The Demographics of the Jobs Recovery
V. The Shortfall in the Employment Level
The addition of 3 million jobs in the recovery barely kept pace with the growth in the workforce and was not sufficiently large to take a bite out of the jobs gap opened up by the recession. As a result, the shortfall in employment at the end of 2011 was almost as big as it was at the end of 2009. This general pattern—employment growth just keeping pace with additions to the stock of workers and failing to make a dent in the jobs gap—repeats for each racial and ethnic group, for foreign-born and native-born workers, and for men and women.
The jobs gap measures the difference between potential employment and actual employment. Potential employment is defined as the share of the working-age population that would be employed under more typical economic circumstances. In recent economic history, the norm for the overall employment rate is 63.3%. That is the average value of the employment rate in the ten-year period that preceded the peak of the housing market boom—1995 to 2005. This period encompasses the second half of the economic expansion in the 1990s, the 2001 recession, and a period of slow economic recovery from 2001 to 2003.

» **Stored rows**:
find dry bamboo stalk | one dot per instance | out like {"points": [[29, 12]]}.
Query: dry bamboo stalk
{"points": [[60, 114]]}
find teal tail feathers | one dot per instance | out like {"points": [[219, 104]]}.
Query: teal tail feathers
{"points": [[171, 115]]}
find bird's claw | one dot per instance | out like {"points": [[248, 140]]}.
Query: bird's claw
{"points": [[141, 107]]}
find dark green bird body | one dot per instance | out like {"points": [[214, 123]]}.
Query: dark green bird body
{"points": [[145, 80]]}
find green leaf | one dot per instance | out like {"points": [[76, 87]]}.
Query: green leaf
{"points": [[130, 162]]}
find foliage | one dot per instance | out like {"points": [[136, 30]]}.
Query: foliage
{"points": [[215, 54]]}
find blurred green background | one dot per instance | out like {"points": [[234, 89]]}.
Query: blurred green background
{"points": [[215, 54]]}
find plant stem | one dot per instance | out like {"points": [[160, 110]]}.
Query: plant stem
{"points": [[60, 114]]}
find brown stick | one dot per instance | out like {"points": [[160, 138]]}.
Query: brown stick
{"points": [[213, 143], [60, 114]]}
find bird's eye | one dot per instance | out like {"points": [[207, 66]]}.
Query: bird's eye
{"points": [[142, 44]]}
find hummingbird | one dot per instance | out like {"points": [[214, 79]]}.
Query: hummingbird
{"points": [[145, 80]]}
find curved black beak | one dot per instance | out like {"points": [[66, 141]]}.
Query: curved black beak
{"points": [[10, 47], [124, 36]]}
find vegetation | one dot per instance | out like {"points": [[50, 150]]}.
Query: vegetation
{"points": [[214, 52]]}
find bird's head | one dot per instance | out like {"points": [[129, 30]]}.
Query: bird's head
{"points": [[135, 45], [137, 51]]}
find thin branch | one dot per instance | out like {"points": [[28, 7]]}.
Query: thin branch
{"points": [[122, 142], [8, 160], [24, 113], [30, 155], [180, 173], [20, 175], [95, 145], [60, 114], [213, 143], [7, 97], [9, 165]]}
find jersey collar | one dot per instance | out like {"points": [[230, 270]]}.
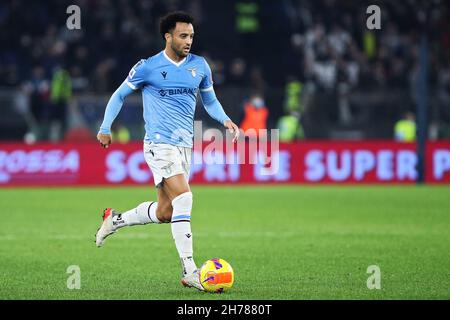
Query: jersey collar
{"points": [[170, 60]]}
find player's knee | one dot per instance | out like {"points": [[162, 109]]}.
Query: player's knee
{"points": [[183, 200], [164, 212]]}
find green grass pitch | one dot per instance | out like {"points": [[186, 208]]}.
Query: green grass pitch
{"points": [[284, 242]]}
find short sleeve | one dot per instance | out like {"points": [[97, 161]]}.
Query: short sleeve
{"points": [[206, 82], [137, 76]]}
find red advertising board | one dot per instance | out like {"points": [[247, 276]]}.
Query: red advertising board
{"points": [[301, 162]]}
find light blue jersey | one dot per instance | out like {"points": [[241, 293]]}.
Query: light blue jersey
{"points": [[169, 92]]}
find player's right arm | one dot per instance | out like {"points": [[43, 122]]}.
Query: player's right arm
{"points": [[134, 81], [112, 110]]}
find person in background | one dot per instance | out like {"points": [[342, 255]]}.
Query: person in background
{"points": [[290, 127], [61, 93], [255, 115], [405, 128]]}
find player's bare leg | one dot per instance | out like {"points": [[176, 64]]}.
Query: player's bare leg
{"points": [[177, 189]]}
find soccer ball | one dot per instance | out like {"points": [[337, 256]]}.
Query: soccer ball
{"points": [[216, 275]]}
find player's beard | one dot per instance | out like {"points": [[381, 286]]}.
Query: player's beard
{"points": [[178, 52]]}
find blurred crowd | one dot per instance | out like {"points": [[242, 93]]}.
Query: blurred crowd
{"points": [[322, 45]]}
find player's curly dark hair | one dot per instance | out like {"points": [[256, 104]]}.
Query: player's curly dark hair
{"points": [[169, 21]]}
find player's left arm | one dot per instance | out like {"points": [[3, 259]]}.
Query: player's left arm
{"points": [[215, 111], [213, 106]]}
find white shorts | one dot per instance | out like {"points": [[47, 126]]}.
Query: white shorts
{"points": [[166, 161]]}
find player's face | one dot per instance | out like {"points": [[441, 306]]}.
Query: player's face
{"points": [[181, 38]]}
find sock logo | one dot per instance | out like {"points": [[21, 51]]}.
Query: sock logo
{"points": [[118, 220]]}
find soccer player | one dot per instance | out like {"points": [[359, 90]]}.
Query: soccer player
{"points": [[169, 82]]}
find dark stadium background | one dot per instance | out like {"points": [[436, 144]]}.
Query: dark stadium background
{"points": [[286, 234]]}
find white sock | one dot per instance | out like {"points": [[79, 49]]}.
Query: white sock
{"points": [[181, 231], [142, 214]]}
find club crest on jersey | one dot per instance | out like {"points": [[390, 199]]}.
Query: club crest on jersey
{"points": [[193, 71]]}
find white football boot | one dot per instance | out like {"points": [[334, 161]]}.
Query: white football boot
{"points": [[107, 228], [193, 281]]}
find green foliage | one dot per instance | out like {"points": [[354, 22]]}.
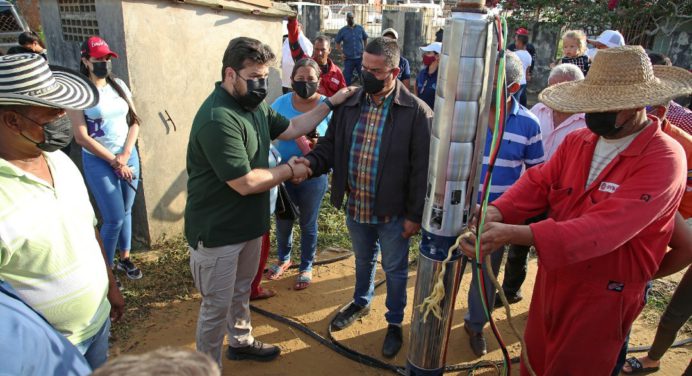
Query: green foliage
{"points": [[643, 17]]}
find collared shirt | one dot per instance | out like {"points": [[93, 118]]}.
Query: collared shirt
{"points": [[30, 345], [521, 148], [552, 135], [364, 156], [352, 38], [226, 143], [616, 228], [680, 116], [48, 247]]}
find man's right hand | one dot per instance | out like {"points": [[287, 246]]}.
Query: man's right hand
{"points": [[301, 170]]}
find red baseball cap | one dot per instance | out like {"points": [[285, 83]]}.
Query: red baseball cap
{"points": [[96, 47]]}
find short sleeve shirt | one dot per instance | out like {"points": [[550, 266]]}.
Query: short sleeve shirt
{"points": [[352, 38], [227, 142], [107, 121]]}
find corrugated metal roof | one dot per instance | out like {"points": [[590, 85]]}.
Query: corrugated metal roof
{"points": [[278, 10]]}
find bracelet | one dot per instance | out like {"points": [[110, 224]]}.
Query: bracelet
{"points": [[329, 104]]}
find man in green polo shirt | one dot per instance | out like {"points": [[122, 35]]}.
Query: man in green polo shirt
{"points": [[227, 209]]}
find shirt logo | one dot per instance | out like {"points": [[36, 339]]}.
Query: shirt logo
{"points": [[608, 187]]}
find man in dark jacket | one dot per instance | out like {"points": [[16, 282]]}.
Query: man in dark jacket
{"points": [[377, 145]]}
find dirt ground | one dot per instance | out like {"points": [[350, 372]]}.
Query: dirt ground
{"points": [[174, 325]]}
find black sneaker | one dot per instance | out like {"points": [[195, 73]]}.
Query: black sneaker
{"points": [[348, 315], [392, 341], [259, 351], [132, 272]]}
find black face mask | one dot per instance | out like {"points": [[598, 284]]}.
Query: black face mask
{"points": [[102, 68], [371, 84], [256, 92], [602, 123], [57, 133], [304, 89]]}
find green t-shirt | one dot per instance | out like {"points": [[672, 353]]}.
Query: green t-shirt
{"points": [[227, 142]]}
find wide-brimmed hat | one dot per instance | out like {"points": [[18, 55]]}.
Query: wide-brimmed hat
{"points": [[26, 79], [620, 78]]}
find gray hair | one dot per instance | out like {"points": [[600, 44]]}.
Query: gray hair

» **The task**:
Answer these from the text on the jobs recovery:
(a) How many jobs were added in the recovery?
(b) What is the norm for the overall employment rate in recent economic history?
(c) Which years make up the ten-year period that this norm is averaged over?

» **Exercise answer**:
(a) 3 million
(b) 63.3%
(c) 1995 to 2005